▸ **THE RECORDS**

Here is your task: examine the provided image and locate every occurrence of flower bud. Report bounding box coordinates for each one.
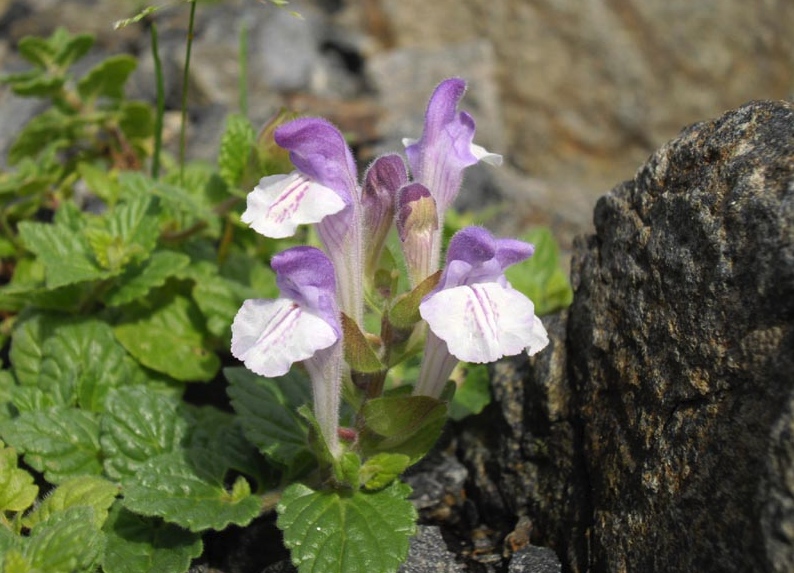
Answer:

...

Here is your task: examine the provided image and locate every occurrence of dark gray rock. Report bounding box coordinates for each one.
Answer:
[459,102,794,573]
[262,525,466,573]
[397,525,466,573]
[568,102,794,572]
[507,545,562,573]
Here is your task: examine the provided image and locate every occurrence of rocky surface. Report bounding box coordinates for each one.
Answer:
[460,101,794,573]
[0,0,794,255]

--

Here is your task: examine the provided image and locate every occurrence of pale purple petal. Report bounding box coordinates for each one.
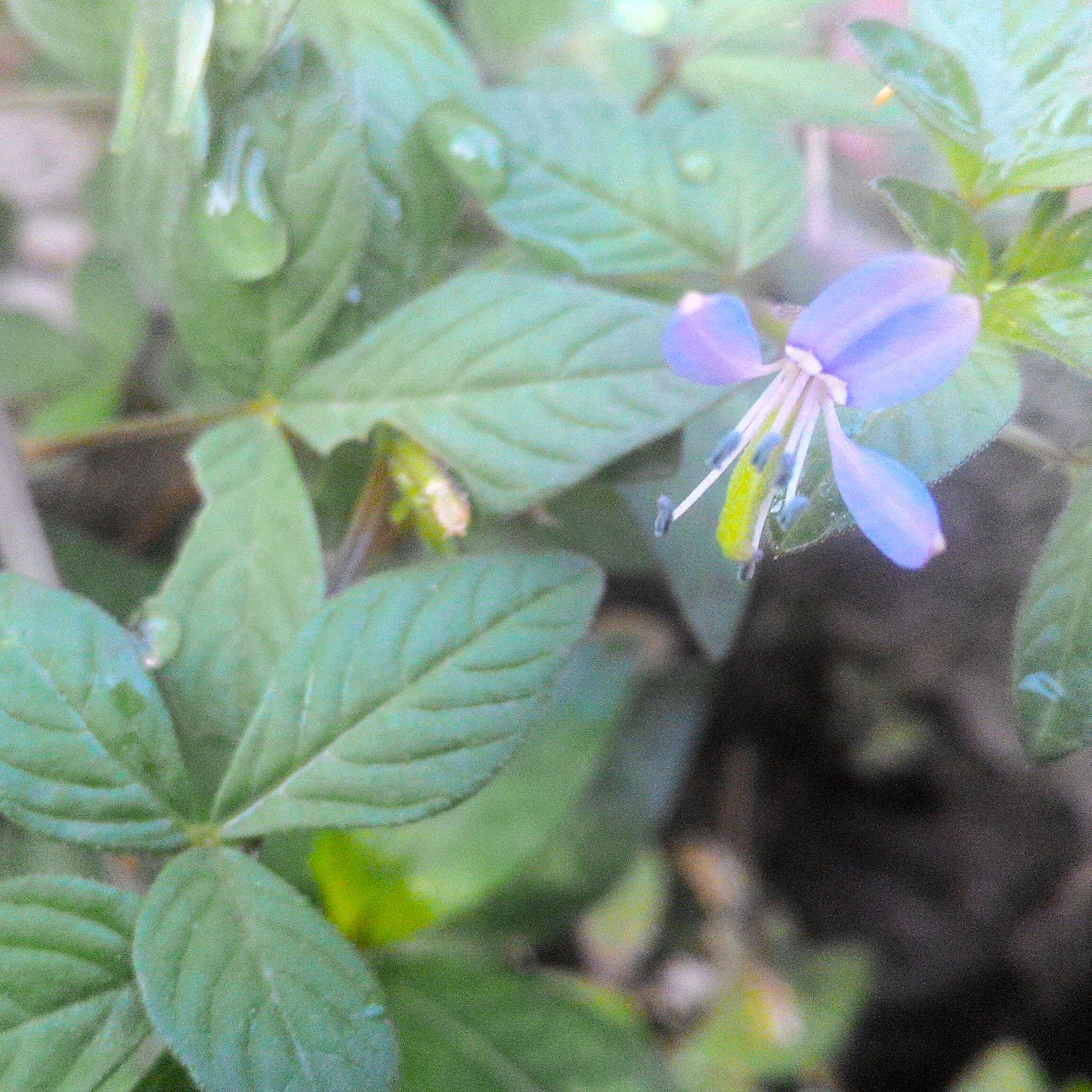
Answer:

▸ **WORK REQUIRED**
Find all lines in the records above that contain the string "each", with uppercase and lowercase treated as distinct, and copy every such line in full.

▸ **TASK OUTPUT**
Here is your task: examine the provided image and locate every occurrence of flower bud. Report bounding box coordinates for each one.
Here is your task: examine the provided image and locate every occurrence of dark gray rock. Report bounding box coordinates for each one.
Here is your task: examine the provided image and locate every occurrence of rocky surface. Report bounding box coordinates for each one.
Here is your task: examine the provided image and locate every occurrence of pale purple petal. Report bounding box coordinates for each one.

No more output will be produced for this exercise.